Task statement ▸
Please answer these from the Riak CS upload speed thread:
(a) Around what write speed was eventually achieved?
(b) What is the default garbage collection concurrency for the 1.5 series?
(c) What was nginx replaced with?

Given passage ▸

_ _ _ _ _ _ _

RiakCS poor s3 upload speeds 2MB/s

Kota Uenishi kota at basho.com
Wed Jan 21 21:39:37 EST 2015


Toby,

Glad to hear you gained some.

For disk usage gaps, I'd recommend smaller leeway_seconds, like an
hour or even less, depending on the average object size and read
concurrency. leeway seconds is just for assuring long-running download
not being  interrupted by concurrent overwrite or deletion and GC. And
increasing gc_max_workers in app.config might help the speed of
reclaiming disk usage, eating some disk IOPS for more parallel
deletion. The default concurrency is 5 for 1.5 series.
delete_concurrency also might help - by multiplying the concurrency
whose default is 1.

Another possibility is large number of siblings. If you have frequent
and concurrent upload against same key, it might create fair number of
siblings (and parallel manifests in single sibling), which means
rather large Riak object in leveldb. This might also affect the
performance either when is number is large as logged in CS, or the
object size is small. When objects are small, the overhead of fetching
whole related data (buckets, users, metadata in the manifest) cannot
be ignored. That'd affect byte through put, maybe.

As you may see in github, we're working on CS 2.0 which works with
Riak 2.0, so please stay tuned!



On Wed, Jan 21, 2015 at 10:07 AM, Toby Corkindale <toby at dryft.net> wrote:
> Hi Kota,
> I had a bit of an off-list chat about this a while ago, plus continued
> to investigate locally, and eventually achieved some faster speeds,
> around 15MByte/sec writes.
> Things that were changed:
>  * Adjusted Riak CS GC to be spread out over the cluster much more.
>  * Tweaked up the put buffers and concurrency further
>  * Moved most of the files out of CS and into Amazon S3+Glacier
>  * Switched from nginx to haproxy
>  * simplified firewalling for internal clients
>
> Each one of those changes made a small to modest improvement, but
> overall combined to make a quite noticeable improvement.
>
> I did notice something odd though -- despite moving most of the data
> out of the cluster, the disk-space-in-use by Riak is still very large
> compared to the amount stored. I mean, we moved more than 90% of the
> data out of the cluster, yet the actual disk space used only halved.
> For every gigabyte of file stored in CS, dozens of gigabytes are
> actually on disk!
>
> Either the garbage collection algorithm is very, very lazy, or somehow
> something has gone a bit wrong in the past, which might have explained
> part of the performance problems.
>
> We're going to look at redeploying a new, fresh cluster based on Riak
> 2 in the not too distant future, once Riak CS looks like it's approved
> for use there, and maybe that'll clear all of this up.

_ _ _ _ _ _ _

Object point labels ▸
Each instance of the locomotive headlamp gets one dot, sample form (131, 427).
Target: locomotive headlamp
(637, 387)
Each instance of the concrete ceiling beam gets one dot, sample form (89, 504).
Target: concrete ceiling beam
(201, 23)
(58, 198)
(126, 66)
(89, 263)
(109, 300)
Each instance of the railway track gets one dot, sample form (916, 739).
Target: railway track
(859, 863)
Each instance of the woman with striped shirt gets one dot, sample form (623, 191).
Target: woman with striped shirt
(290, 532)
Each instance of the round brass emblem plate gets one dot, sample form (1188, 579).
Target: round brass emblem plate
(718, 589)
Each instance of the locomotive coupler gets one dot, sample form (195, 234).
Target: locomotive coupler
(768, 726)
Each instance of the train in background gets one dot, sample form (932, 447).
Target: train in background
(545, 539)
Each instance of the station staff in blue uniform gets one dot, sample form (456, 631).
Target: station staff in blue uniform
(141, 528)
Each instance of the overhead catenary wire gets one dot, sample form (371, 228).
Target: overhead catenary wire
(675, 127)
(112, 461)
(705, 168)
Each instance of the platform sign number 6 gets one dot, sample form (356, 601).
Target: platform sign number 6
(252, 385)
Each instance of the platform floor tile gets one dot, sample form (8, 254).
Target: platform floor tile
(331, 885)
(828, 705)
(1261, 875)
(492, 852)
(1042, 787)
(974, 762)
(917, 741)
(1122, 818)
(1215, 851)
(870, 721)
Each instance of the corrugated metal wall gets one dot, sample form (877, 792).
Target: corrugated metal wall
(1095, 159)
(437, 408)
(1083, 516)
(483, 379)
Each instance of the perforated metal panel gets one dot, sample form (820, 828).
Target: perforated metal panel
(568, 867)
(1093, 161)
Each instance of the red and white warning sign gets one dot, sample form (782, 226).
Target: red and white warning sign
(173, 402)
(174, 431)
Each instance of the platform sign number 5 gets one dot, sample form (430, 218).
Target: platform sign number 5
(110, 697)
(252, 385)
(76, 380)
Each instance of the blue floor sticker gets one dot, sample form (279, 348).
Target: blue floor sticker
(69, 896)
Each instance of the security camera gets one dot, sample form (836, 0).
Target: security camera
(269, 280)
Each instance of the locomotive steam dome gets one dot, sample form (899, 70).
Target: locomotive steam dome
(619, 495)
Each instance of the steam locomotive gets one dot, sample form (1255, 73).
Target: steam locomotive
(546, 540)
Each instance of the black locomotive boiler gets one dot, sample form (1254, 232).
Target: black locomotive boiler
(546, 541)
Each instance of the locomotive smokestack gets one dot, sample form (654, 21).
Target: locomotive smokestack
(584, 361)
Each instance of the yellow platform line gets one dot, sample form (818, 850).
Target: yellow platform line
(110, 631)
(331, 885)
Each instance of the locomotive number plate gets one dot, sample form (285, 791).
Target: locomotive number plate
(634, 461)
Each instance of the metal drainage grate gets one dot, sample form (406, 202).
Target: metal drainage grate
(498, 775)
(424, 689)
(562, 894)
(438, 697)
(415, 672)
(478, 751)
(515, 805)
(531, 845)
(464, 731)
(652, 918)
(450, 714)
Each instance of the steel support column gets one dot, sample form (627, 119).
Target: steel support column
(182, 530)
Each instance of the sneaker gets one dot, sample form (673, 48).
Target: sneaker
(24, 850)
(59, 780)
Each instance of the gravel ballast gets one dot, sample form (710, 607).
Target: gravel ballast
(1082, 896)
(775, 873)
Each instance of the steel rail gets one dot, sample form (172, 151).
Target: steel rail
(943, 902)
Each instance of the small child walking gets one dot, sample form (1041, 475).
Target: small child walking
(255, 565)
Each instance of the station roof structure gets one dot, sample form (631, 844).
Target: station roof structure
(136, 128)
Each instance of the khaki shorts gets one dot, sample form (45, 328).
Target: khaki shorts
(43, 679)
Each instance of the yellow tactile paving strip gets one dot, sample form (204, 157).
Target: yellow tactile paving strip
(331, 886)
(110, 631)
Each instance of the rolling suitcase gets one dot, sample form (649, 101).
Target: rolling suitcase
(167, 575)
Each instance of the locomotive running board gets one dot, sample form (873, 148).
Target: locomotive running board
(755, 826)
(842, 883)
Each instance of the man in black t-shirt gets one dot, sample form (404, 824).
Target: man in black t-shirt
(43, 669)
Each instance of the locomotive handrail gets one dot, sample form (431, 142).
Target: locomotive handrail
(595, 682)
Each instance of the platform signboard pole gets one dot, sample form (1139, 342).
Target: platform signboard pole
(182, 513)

_ _ _ _ _ _ _

Expected answer ▸
(a) Around 15MByte/sec.
(b) 5.
(c) haproxy.